### [Short problem]
Pull out every line in the entries below that contains the word "road", copying each one in full. Case counts.

### [Record extracts]
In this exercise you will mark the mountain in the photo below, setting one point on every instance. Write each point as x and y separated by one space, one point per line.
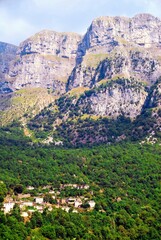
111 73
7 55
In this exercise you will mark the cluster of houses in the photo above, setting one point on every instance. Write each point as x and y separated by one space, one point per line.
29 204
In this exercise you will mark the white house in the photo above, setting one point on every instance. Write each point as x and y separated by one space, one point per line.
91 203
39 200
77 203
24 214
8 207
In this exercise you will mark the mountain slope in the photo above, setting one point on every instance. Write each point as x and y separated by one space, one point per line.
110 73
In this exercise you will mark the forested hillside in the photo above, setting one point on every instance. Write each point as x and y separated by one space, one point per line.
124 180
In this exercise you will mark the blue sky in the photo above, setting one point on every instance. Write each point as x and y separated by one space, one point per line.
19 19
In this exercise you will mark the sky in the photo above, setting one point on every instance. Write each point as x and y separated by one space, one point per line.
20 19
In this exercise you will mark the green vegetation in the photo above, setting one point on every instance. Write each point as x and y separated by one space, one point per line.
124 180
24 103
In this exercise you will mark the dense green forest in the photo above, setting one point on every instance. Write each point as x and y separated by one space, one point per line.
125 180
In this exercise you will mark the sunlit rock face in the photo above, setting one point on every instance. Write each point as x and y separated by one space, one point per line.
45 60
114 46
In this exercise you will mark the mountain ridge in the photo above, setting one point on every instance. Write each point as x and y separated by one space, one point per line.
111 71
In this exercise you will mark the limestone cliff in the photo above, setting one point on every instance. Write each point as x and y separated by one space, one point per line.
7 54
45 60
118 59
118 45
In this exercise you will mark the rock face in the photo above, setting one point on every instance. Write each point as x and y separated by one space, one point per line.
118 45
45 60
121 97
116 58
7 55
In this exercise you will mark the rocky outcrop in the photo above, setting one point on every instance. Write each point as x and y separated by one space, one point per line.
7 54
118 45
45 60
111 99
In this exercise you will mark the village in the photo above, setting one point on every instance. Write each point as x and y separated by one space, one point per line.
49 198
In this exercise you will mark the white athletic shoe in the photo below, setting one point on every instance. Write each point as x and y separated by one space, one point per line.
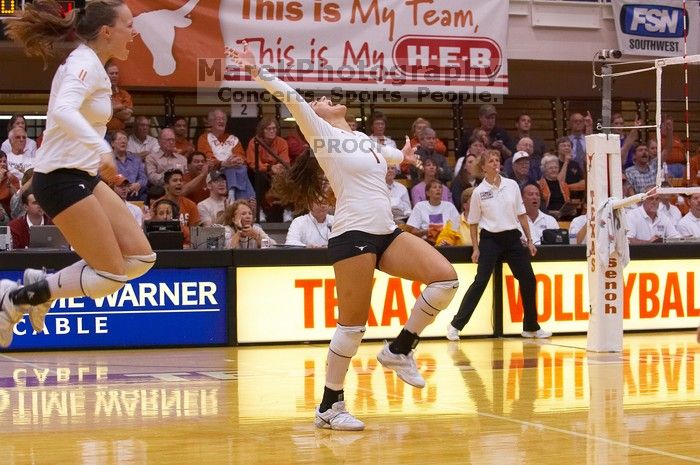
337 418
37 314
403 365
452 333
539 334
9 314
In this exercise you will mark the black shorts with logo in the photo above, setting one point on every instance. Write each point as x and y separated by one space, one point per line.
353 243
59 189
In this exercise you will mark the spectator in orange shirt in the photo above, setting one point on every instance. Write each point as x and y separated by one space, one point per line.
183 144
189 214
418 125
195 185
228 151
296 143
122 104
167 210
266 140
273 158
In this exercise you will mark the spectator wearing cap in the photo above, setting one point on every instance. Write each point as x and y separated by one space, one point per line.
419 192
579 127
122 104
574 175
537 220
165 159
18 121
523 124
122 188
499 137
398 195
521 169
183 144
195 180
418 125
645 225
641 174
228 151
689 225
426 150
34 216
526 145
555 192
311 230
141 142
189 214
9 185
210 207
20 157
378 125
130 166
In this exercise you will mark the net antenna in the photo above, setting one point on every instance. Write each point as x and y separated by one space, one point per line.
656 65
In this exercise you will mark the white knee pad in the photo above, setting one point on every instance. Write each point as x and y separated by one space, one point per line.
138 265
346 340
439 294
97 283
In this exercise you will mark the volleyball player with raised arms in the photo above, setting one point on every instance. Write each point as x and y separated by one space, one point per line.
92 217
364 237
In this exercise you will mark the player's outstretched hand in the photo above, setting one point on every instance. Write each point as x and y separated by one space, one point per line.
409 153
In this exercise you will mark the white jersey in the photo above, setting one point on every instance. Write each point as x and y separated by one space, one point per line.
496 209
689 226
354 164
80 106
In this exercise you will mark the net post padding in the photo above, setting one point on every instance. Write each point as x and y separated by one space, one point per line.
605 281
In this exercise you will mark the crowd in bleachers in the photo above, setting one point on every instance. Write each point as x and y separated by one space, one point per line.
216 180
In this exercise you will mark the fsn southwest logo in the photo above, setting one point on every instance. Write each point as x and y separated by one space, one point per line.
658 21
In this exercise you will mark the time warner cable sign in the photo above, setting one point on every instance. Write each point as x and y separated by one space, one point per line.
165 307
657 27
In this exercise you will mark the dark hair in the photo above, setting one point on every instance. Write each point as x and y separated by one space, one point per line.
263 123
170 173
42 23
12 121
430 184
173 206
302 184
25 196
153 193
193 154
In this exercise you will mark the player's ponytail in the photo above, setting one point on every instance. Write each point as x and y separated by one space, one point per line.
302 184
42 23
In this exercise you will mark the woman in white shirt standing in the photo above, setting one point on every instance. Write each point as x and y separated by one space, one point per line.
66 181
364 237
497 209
* * *
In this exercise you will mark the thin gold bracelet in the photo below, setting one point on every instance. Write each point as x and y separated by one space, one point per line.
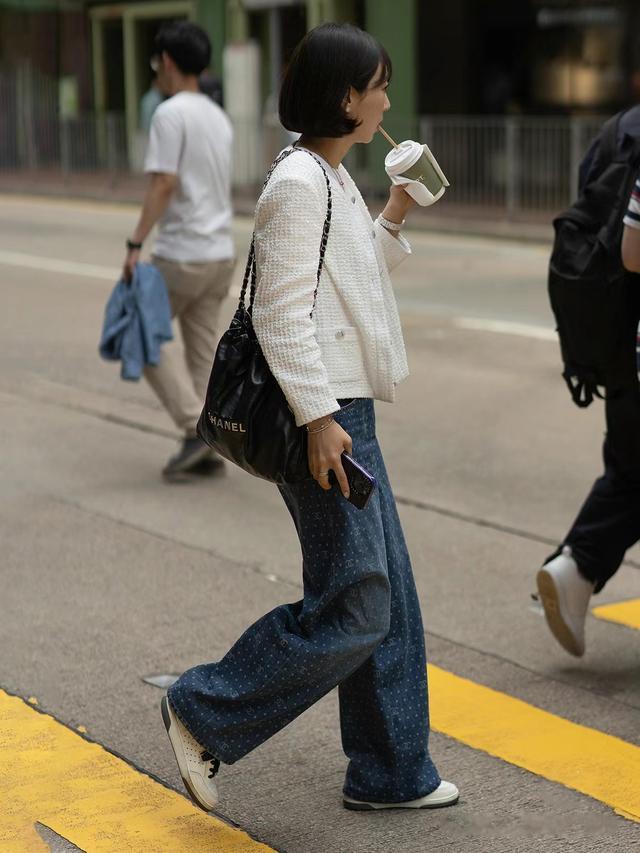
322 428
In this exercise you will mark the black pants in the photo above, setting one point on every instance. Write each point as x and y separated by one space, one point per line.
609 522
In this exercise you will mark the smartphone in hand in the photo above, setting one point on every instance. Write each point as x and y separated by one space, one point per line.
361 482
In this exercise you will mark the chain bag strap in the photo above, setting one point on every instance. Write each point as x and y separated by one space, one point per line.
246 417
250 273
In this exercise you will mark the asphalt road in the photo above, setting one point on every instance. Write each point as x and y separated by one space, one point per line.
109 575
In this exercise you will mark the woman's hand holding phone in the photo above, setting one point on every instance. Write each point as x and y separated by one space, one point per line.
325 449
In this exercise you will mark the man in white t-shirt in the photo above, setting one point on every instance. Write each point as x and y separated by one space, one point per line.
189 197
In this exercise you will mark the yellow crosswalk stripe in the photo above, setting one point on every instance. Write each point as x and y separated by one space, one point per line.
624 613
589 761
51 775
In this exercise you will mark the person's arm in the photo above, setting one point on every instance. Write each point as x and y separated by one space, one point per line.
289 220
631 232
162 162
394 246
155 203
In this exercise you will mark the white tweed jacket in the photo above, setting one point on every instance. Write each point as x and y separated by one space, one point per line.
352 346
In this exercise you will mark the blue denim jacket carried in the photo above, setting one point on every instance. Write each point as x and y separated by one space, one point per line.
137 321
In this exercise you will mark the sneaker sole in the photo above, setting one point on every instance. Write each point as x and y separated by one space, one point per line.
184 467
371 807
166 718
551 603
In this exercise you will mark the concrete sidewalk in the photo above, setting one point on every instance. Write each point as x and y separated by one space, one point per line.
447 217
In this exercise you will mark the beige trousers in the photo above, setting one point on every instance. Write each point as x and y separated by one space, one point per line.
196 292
...
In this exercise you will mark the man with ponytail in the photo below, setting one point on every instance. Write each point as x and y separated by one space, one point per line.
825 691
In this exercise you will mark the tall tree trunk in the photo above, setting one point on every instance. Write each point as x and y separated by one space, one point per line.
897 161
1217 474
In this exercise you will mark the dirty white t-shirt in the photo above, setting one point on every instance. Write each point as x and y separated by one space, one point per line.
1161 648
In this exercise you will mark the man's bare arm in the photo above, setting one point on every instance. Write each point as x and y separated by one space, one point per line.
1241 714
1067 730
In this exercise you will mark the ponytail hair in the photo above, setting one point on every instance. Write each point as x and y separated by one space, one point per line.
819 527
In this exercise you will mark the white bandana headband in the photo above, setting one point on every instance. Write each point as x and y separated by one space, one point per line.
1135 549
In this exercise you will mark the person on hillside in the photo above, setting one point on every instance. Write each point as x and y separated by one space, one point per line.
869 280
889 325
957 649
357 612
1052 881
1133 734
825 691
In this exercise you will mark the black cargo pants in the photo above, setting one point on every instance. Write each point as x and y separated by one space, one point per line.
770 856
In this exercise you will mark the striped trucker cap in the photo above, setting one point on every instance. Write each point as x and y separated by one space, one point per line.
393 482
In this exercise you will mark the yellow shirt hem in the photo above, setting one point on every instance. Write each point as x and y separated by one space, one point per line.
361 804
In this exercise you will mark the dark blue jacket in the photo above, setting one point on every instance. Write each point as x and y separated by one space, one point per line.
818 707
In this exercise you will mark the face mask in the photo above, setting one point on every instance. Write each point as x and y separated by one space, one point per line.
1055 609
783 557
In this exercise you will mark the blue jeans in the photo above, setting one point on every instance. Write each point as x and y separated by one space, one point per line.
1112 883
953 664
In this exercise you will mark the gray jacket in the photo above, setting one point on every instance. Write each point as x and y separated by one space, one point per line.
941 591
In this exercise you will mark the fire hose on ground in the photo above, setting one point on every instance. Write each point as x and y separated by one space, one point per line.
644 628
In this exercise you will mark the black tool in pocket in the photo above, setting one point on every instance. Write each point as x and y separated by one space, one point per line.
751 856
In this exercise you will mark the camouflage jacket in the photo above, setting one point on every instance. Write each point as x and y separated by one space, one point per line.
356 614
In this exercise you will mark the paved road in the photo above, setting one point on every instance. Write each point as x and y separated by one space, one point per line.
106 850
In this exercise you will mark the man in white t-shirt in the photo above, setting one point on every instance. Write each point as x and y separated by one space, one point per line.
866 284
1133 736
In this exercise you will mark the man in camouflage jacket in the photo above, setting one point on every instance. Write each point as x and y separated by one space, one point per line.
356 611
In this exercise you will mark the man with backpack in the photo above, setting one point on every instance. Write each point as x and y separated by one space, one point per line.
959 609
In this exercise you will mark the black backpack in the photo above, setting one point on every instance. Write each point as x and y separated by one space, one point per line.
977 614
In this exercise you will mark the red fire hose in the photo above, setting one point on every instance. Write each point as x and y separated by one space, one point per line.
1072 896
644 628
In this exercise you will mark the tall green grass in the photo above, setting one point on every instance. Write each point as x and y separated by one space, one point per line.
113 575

### [Reply]
In this exercise you will mark the asphalt road in the photo above, setting one point on every instance. Write each point as x and y separated by one space, one point per line.
In this exercise you will mark the paved road in the photo above, setting one point on every instance. Write each point as x and y separated by one space, one point per line.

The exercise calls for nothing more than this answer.